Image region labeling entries
• • • •

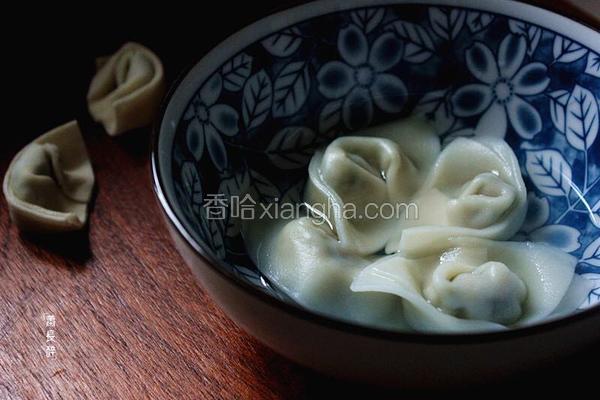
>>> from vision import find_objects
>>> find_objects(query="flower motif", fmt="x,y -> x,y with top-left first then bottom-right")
183,73 -> 239,170
317,24 -> 407,129
452,34 -> 550,139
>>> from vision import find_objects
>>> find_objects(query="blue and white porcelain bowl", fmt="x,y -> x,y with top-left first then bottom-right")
153,0 -> 600,385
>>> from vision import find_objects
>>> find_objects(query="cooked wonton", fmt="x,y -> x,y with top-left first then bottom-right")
351,237 -> 587,332
3,121 -> 94,232
243,217 -> 405,329
304,120 -> 440,254
87,43 -> 165,135
386,138 -> 527,257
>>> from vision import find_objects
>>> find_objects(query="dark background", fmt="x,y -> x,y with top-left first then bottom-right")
0,0 -> 600,397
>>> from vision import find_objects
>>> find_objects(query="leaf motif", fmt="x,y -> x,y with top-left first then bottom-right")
273,61 -> 310,117
265,126 -> 318,169
508,20 -> 542,56
221,53 -> 252,92
385,20 -> 435,64
552,35 -> 587,63
580,237 -> 600,267
588,212 -> 600,228
185,118 -> 204,161
414,90 -> 455,135
248,170 -> 279,202
579,272 -> 600,309
521,192 -> 550,233
242,69 -> 273,130
205,129 -> 227,171
525,149 -> 572,196
584,51 -> 600,78
319,100 -> 343,137
219,169 -> 250,237
350,8 -> 385,33
529,225 -> 581,253
467,11 -> 494,33
181,161 -> 203,212
565,85 -> 600,151
219,169 -> 250,198
548,89 -> 570,134
429,7 -> 465,40
262,27 -> 302,57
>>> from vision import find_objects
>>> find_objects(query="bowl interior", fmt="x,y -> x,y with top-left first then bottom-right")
157,0 -> 600,316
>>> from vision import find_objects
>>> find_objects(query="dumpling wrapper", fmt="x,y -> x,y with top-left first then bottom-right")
87,43 -> 165,136
3,121 -> 94,232
351,238 -> 587,333
386,138 -> 527,258
242,217 -> 406,329
304,119 -> 440,254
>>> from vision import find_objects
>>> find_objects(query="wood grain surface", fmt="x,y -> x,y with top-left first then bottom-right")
0,4 -> 600,399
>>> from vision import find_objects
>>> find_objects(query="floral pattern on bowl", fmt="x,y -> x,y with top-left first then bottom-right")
166,4 -> 600,307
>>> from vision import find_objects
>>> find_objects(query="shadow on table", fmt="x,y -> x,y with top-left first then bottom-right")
288,341 -> 600,399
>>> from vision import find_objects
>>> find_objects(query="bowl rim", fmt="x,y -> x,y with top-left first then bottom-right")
150,0 -> 600,345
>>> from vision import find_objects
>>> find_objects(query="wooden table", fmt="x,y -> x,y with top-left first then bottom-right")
0,1 -> 600,399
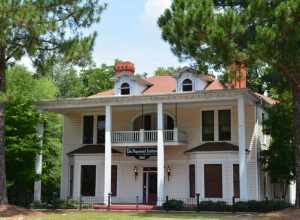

• • • •

EXERCISE OBJECTIVE
How many lines in the data above contain the string "bottom", with case taken into account? Reply with the number only.

EXPECTED OUTPUT
12